* What you are asked to do *
The data must be written out once more, precisely as given.

───── Provided records ─────

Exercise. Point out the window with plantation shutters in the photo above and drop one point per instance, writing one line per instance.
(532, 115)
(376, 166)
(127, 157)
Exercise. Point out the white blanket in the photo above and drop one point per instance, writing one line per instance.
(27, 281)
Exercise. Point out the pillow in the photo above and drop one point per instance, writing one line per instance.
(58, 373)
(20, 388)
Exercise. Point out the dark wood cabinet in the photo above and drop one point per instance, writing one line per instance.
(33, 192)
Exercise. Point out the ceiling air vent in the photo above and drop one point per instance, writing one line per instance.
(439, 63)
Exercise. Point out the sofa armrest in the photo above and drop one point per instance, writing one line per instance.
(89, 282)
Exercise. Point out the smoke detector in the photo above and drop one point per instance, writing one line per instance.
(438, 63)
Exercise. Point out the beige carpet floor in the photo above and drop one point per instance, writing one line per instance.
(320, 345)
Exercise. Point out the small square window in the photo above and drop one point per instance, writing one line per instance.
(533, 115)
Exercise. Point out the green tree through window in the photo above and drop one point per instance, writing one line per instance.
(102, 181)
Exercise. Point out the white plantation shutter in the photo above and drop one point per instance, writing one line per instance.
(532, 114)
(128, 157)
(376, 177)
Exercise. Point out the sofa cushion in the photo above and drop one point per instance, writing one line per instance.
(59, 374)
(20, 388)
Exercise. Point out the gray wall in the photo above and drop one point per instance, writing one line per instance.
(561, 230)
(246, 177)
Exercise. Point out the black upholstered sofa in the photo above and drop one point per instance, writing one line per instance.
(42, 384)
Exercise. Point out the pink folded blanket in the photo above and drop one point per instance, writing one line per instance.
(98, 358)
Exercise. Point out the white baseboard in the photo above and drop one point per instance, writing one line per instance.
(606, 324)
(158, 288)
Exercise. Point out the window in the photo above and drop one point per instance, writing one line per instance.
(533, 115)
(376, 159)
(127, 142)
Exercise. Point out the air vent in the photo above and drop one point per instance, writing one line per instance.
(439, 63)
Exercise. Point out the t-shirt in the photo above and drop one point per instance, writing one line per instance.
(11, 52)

─────

* Solution to the problem *
Exercise. Point out the window with plantation shutters in the photo above and drop one point per instance, writing one line per instance.
(532, 115)
(376, 166)
(127, 157)
Exercise. Point out the white blanket in the photo above and drop one point per instance, writing one line per instance.
(27, 281)
Exercise. Point out the pillow in the photo above and drop one point per instance, writing one line per instance.
(58, 373)
(20, 388)
Exercise. Point out the dark wood cabinet in the photo above and drop one point per instance, writing one line per instance.
(33, 192)
Exercise. Point out the ceiling air vent in the photo above and drop one point per instance, writing one line per instance.
(439, 63)
Exercise. Point out the sofa armrest in the photo above and drop one point per instance, writing one line per instance.
(89, 282)
Exercise. Point out the smoke detector in the photo above and drop one point per instance, writing one line per instance.
(438, 63)
Exercise. Point out the beige carpet floor in the photo above and drop one point per instance, writing one line per instance.
(320, 345)
Exercise. Point out the small square window in the photo above and drop one point per instance, writing one line per instance.
(533, 115)
Exercise. Point out the green tree through window in the photo above and drop one point per instance, writing one line per instance.
(102, 181)
Exercise. Point out the white plantation shutter in the photo above and drop one point per instance, writing one line per instance.
(532, 114)
(128, 157)
(376, 177)
Exercise. Point out the sofa cushion in the photo above and drop one point per instance, writing one line per instance.
(59, 374)
(20, 388)
Exercise. Point out the gray wall in the photo above and drop one point per instance, writing one line per instance.
(561, 230)
(246, 177)
Exercise. Point out the black upholstered sofa in the photo above and drop one point per instance, writing one line per instance.
(42, 384)
Exercise. Point out the pink folded blanket in the photo above and drop one point per instance, writing one line per instance.
(98, 358)
Exercise. Point out the white baseboard in the photo above and drop one point per instance, writing one line per instance.
(606, 324)
(158, 288)
Exercise. Point out the window in the photo above and drop one point per instance, writing one line per instance.
(533, 115)
(376, 159)
(127, 142)
Exercise. Point out the air vent in the photo above and drop one point per instance, writing one line per instance.
(439, 63)
Exercise. Point out the t-shirt in the photo above and drop one point per instance, writing one line per instance.
(11, 52)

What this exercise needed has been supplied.